Metin:
↓↓↓

Önceki gün…
Yazılarımı bitirdikten sonra işyerinden çıkıp, sahilde park ettiğim aracıma doğru yürüyorum.
İnsanlar koşuşturuyor.
Deprem yaralarını sarma telaşı var.
Her yerde deprem izi.
Gülümsemeye bile takati yok çoğunun!
Kaldırımlar çökmüş.
Felaketin izleri her yerde karşımıza çıkıyor.
Binalar bomboş ve ürkütücü!
Gerçekten de; insanlar, deprem anından itibaren geçen süre içinde sadece yaşamaya çalışıyor ve yüzlerindeki acının izleriyle donuk bakıyor.
Sahil yolu çok engebeli.
Hasarlı binalar, kaderini bekliyor adeta!
Ne olacak?
Hangi binalar kurtarılacak?
Hepsi bilmece gibi!!!
* * *
Çocuk oyun parkının orada durdum.
Anne-babalar oturmuş.
Torunlarını bekleyenler de bankta.
Çocuklar çok hareketli.
Hiçbir şeyden habersiz ve o saf duygularındaki çocukluk ruhuyla ne güzel oynuyorlar.
Gözüm bir kız çocuğuna ilişti.
3-4 yaşlarında.
Kaydırağın kenarında oturuyor.
Dalgın ki ne dalgın!
Anne ve babalarına koşan çocukları izliyor.
Bir ara eliyle gözyaşlarını sildi.
Gizli gizli ağlıyor, belli etmemeye çalışıyordu.
‘Anneanne’ diye bağırdı.
Banktan bir kadın koşarcasına gitti.
Nasıl da boynuna sarıldı.

↑↑↑

Verilen Bilgiler:
↓↓↓

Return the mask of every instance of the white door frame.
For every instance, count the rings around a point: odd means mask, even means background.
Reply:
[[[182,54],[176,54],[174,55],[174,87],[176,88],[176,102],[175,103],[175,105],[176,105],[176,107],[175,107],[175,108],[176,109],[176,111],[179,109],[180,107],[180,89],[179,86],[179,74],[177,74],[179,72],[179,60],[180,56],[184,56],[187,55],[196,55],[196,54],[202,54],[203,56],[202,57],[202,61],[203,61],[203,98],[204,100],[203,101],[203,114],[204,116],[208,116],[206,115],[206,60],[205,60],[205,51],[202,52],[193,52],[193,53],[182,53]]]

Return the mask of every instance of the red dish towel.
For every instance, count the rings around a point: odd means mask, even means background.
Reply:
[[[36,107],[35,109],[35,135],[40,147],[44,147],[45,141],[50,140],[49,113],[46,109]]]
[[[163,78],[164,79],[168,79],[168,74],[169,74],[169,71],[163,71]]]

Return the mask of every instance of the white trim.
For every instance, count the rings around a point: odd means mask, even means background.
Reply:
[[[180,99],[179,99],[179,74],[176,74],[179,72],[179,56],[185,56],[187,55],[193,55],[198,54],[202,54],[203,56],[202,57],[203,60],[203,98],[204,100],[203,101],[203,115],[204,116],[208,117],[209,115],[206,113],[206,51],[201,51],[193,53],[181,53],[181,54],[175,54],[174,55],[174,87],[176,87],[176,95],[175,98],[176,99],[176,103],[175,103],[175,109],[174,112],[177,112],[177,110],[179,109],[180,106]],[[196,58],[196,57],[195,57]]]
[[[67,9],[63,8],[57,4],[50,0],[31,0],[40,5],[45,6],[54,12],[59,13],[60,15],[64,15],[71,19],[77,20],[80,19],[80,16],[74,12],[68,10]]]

↑↑↑

Yapılacak İşler:
[A] Yukarıdaki metne göre aşağıdaki soruları yanıtlayınız.
(i) Anlatıcı aracını nereye park etmişti?
(ii) Anlatıcının gözünün ilişdiği kız çocuğu kaç yaşlarındaydı?
(iii) Bu kız çocuğu nerede oturuyordu?
[B] Deprem sonrasını anlatan metni son cümlesinden itibaren sürdürünüz.

Sıralı Yanıtlar:
[A]
(i) Sahilde.
(ii) 3-4 yaşlarında.
(iii) Kaydırağın kenarında.

[B]
Minik kız anneannesinin kulağına bir şeyler söyledi.
Kadın da ağlamamak için kendini zor tutuyordu!
Çocuk, anneannesinin kucağından atlayıp yine oyun gruplarında diğer çocuklarla birlikte koşmaya başladı.
Banktaki yaşlı çiftin yanına yanaştım.
Biraz sohbet ettik.
Çocuğun neden ağladığını sordum.
Kadın cevap verirken, sesi çok titrekti.
“Anneanne, annem ve babam ne zaman gelecek” diye sormuş çocuk.
O an hıçkırıklara boğuldu kadın ve eşi.
Kızlarını ve damatlarını depremde kaybetmişler.
Torunlarına söyleyememişler daha!
Çocuk; anne ve babalarıyla oynayan diğer çocukları görünce, dalıp dalıp anne ve babasının ne zaman geleceğini soruyormuş.
Ahhh be çocuk!!!
Hani şu depremzedeleri anlayamayanlar var ya!
Onların vicdanları da enkaz altında kaldı be çocuk!
Ahhh be çocuk ahhhh!!!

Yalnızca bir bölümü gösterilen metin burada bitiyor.